— START Rows —

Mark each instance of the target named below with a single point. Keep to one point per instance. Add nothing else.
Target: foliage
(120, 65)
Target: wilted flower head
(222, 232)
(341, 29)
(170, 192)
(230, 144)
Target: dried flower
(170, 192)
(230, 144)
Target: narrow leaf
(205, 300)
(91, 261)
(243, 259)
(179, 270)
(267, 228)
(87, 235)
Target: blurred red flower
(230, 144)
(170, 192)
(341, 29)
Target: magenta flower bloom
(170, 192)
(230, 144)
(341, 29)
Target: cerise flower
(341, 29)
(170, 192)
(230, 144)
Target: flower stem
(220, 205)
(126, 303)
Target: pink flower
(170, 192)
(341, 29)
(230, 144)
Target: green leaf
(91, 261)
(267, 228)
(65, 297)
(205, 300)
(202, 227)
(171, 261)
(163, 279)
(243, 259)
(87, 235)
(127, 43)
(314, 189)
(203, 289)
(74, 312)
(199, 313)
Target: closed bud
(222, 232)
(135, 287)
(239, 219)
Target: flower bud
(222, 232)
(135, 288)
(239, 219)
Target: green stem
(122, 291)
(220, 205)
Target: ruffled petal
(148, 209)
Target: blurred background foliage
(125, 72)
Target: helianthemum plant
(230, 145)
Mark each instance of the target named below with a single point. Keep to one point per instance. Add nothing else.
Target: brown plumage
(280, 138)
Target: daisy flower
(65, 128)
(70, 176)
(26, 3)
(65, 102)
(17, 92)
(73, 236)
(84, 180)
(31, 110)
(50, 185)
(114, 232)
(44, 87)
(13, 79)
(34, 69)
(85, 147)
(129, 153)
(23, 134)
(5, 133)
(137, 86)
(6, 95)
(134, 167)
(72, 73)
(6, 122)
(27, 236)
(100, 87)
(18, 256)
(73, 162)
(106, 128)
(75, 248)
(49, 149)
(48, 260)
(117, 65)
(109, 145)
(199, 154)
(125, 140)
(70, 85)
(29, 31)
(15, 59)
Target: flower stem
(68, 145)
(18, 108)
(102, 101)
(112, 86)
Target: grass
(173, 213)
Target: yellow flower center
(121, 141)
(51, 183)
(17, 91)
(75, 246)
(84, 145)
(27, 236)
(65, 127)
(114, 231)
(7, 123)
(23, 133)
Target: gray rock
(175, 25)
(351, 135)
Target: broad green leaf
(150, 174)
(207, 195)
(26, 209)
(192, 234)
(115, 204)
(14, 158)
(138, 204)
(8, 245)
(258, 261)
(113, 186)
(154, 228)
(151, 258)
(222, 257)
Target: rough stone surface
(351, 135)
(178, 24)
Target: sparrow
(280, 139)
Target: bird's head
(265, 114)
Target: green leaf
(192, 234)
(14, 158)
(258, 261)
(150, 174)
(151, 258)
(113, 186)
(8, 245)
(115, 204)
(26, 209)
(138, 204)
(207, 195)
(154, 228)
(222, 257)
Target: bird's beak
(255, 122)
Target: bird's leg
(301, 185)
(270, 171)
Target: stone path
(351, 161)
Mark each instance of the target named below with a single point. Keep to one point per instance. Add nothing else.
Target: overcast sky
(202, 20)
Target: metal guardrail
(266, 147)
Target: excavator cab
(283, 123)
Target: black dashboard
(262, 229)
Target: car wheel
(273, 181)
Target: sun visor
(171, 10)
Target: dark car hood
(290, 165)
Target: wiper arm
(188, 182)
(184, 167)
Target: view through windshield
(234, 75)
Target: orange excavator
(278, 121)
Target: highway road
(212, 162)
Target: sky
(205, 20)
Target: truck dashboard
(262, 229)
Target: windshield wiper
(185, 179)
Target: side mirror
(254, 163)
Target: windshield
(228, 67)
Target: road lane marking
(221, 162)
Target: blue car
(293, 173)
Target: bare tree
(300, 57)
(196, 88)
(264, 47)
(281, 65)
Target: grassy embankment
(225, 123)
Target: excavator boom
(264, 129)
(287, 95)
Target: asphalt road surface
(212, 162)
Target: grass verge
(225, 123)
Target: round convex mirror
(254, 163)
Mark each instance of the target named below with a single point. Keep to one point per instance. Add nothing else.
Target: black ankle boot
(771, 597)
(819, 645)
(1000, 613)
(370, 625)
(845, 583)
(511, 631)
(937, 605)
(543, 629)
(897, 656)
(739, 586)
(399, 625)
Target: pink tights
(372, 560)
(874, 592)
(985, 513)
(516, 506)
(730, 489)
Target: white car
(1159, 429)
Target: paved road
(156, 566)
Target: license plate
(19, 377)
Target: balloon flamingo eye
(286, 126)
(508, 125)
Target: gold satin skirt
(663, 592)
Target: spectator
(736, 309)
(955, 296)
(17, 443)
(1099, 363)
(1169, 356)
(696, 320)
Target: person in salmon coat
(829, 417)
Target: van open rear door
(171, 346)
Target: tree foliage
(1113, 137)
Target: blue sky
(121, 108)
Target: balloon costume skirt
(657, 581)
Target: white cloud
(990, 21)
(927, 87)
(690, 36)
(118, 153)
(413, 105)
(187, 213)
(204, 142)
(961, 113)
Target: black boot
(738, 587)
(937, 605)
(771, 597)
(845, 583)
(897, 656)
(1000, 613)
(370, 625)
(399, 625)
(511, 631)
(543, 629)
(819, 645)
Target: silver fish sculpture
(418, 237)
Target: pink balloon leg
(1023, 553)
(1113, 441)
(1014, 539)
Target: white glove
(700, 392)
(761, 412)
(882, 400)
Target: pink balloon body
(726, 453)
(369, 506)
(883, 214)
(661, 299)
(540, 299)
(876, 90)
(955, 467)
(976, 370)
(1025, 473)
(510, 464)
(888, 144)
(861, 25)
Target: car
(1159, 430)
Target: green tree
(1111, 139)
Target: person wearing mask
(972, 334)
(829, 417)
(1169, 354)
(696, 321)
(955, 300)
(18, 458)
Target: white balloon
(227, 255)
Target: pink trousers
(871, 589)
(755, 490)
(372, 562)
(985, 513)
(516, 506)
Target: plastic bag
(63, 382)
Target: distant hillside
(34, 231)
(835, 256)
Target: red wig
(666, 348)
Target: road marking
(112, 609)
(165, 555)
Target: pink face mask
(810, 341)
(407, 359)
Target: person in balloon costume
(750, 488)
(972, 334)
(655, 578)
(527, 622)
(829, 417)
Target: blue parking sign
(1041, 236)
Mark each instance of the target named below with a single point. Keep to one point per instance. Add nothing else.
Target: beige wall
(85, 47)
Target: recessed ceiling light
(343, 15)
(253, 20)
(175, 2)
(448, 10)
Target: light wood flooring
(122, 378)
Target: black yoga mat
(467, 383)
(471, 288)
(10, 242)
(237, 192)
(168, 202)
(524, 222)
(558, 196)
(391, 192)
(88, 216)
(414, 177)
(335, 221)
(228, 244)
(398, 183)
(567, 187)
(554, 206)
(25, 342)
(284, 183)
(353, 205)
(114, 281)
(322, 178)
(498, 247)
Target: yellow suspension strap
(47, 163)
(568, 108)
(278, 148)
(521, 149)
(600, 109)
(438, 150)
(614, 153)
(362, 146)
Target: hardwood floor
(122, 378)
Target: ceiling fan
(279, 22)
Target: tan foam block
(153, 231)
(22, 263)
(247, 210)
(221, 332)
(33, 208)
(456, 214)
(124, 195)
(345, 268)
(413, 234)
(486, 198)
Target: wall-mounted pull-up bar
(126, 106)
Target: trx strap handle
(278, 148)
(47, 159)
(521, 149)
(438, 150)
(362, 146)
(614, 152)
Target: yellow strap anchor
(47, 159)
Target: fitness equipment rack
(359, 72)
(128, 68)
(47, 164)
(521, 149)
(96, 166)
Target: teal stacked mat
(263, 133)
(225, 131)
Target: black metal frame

— END Rows —

Transcribe the entire listing above precisely.

Mark each instance of the target named below with a single point. Keep to one point per instance. Add nothing else.
Target: foliage
(120, 65)
Target: wilted flower head
(222, 232)
(341, 29)
(170, 192)
(230, 144)
Target: dried flower
(170, 192)
(230, 144)
Target: narrow leaf
(205, 300)
(91, 261)
(243, 259)
(179, 270)
(267, 228)
(87, 235)
Target: blurred red flower
(230, 144)
(170, 192)
(341, 29)
Target: magenta flower bloom
(170, 192)
(230, 144)
(341, 29)
Target: cerise flower
(341, 29)
(170, 192)
(230, 144)
Target: flower stem
(220, 205)
(126, 303)
Target: pink flower
(170, 192)
(341, 29)
(230, 144)
Target: green leaf
(91, 261)
(267, 228)
(65, 297)
(205, 300)
(202, 227)
(171, 261)
(163, 279)
(243, 259)
(87, 235)
(127, 43)
(314, 189)
(203, 289)
(74, 312)
(199, 313)
Target: closed bud
(222, 232)
(135, 287)
(239, 219)
Target: flower bud
(222, 232)
(135, 288)
(239, 219)
Target: green stem
(122, 291)
(220, 205)
Target: ruffled petal
(148, 209)
Target: blurred background foliage
(125, 72)
Target: helianthemum plant
(230, 145)
Mark each instance of the target named below with a single point. Keep to one point per instance. Add nothing else.
Target: brown plumage
(280, 138)
Target: daisy flower
(65, 128)
(70, 176)
(26, 3)
(65, 102)
(17, 92)
(73, 236)
(84, 180)
(31, 110)
(50, 185)
(114, 232)
(44, 87)
(13, 79)
(34, 69)
(85, 147)
(129, 153)
(23, 134)
(5, 133)
(137, 86)
(6, 95)
(134, 167)
(72, 73)
(6, 122)
(27, 236)
(100, 87)
(18, 256)
(73, 162)
(106, 128)
(75, 248)
(49, 149)
(48, 260)
(117, 65)
(109, 145)
(199, 154)
(125, 140)
(70, 85)
(29, 31)
(15, 59)
Target: flower stem
(68, 145)
(18, 108)
(102, 101)
(112, 86)
Target: grass
(173, 213)
Target: yellow flower center
(121, 141)
(51, 183)
(17, 91)
(75, 246)
(84, 145)
(27, 236)
(65, 127)
(114, 231)
(7, 123)
(23, 133)
Target: gray rock
(175, 25)
(351, 135)
Target: broad green leaf
(150, 174)
(207, 195)
(26, 209)
(192, 234)
(115, 204)
(14, 158)
(138, 204)
(8, 245)
(258, 261)
(113, 186)
(154, 228)
(151, 258)
(222, 257)
Target: rough stone surface
(351, 135)
(178, 24)
Target: sparrow
(280, 139)
Target: bird's head
(265, 114)
Target: green leaf
(192, 234)
(14, 158)
(258, 261)
(150, 174)
(151, 258)
(113, 186)
(8, 245)
(115, 204)
(26, 209)
(138, 204)
(207, 195)
(154, 228)
(222, 257)
Target: bird's beak
(255, 122)
Target: bird's leg
(301, 185)
(270, 171)
Target: stone path
(351, 161)
Mark each instance of the target named below with a single point. Keep to one point per instance. Add nothing else.
Target: overcast sky
(202, 20)
Target: metal guardrail
(266, 147)
Target: excavator cab
(283, 123)
Target: black dashboard
(262, 229)
Target: car wheel
(273, 181)
Target: sun visor
(171, 10)
Target: dark car hood
(290, 165)
Target: wiper arm
(188, 182)
(184, 167)
Target: view through windshield
(234, 75)
Target: orange excavator
(278, 121)
Target: highway road
(212, 162)
Target: sky
(205, 20)
Target: truck dashboard
(262, 229)
Target: windshield wiper
(185, 179)
Target: side mirror
(254, 163)
Target: windshield
(228, 67)
Target: road lane marking
(221, 162)
Target: blue car
(293, 173)
Target: bare tree
(300, 57)
(196, 88)
(264, 47)
(281, 65)
Target: grassy embankment
(225, 123)
Target: excavator boom
(264, 129)
(287, 95)
Target: asphalt road surface
(212, 162)
Target: grass verge
(225, 123)
Target: round convex mirror
(254, 163)
Mark each instance of the target named below with a single point. Keep to one point per instance. Add nothing else.
Target: black ankle boot
(771, 597)
(819, 645)
(1000, 613)
(370, 625)
(845, 583)
(511, 631)
(937, 605)
(543, 629)
(897, 656)
(739, 586)
(399, 625)
Target: pink tights
(372, 560)
(874, 592)
(985, 513)
(516, 506)
(730, 489)
Target: white car
(1159, 429)
Target: paved road
(156, 566)
Target: license plate
(19, 377)
Target: balloon flamingo eye
(286, 126)
(508, 125)
Target: gold satin skirt
(663, 592)
Target: spectator
(736, 309)
(955, 296)
(17, 443)
(1099, 363)
(1169, 356)
(696, 320)
Target: person in salmon coat
(829, 417)
Target: van open rear door
(171, 346)
Target: tree foliage
(1113, 137)
Target: blue sky
(121, 108)
Target: balloon costume skirt
(657, 581)
Target: white cloud
(990, 21)
(927, 87)
(690, 36)
(118, 153)
(413, 105)
(187, 213)
(204, 142)
(961, 113)
Target: black boot
(738, 587)
(937, 605)
(771, 597)
(845, 583)
(897, 656)
(1000, 613)
(370, 625)
(399, 625)
(511, 631)
(543, 629)
(819, 645)
Target: silver fish sculpture
(418, 237)
Target: pink balloon leg
(1023, 553)
(1113, 441)
(1014, 539)
Target: white glove
(700, 392)
(761, 412)
(882, 400)
Target: pink balloon body
(726, 453)
(369, 506)
(883, 214)
(661, 299)
(540, 299)
(876, 90)
(955, 467)
(976, 370)
(1025, 473)
(510, 464)
(888, 144)
(861, 25)
Target: car
(1159, 430)
Target: green tree
(1111, 139)
Target: person wearing mask
(972, 334)
(829, 417)
(1169, 354)
(696, 321)
(955, 300)
(18, 458)
Target: white balloon
(227, 255)
Target: pink trousers
(871, 589)
(755, 490)
(372, 562)
(985, 513)
(516, 506)
Target: plastic bag
(63, 382)
Target: distant hillside
(34, 231)
(835, 256)
Target: red wig
(666, 348)
Target: road marking
(112, 609)
(165, 555)
Target: pink face mask
(810, 341)
(407, 359)
Target: person in balloon costume
(750, 488)
(972, 334)
(655, 578)
(527, 622)
(829, 417)
Target: blue parking sign
(1041, 236)
Mark each instance of the target named below with a single point. Keep to one point per instance. Add nothing else.
Target: beige wall
(85, 47)
Target: recessed ceiling light
(343, 15)
(253, 20)
(175, 2)
(448, 10)
Target: light wood flooring
(122, 378)
Target: black yoga mat
(467, 383)
(471, 288)
(10, 242)
(237, 192)
(168, 202)
(524, 222)
(558, 196)
(391, 192)
(88, 216)
(414, 177)
(335, 221)
(228, 244)
(398, 183)
(567, 187)
(554, 206)
(25, 342)
(284, 183)
(353, 205)
(114, 281)
(322, 178)
(498, 247)
Target: yellow suspension strap
(47, 163)
(568, 108)
(278, 148)
(521, 149)
(600, 109)
(438, 150)
(614, 153)
(362, 146)
Target: hardwood floor
(122, 378)
Target: ceiling fan
(279, 22)
Target: tan foam block
(153, 231)
(22, 263)
(247, 210)
(221, 332)
(33, 208)
(456, 214)
(124, 195)
(345, 268)
(413, 234)
(486, 198)
Target: wall-mounted pull-up bar
(126, 106)
Target: trx strap handle
(278, 148)
(47, 159)
(521, 149)
(438, 150)
(362, 146)
(614, 152)
Target: yellow strap anchor
(47, 159)
Target: fitness equipment rack
(359, 72)
(128, 68)
(47, 164)
(521, 149)
(96, 166)
Target: teal stacked mat
(263, 133)
(225, 131)
Target: black metal frame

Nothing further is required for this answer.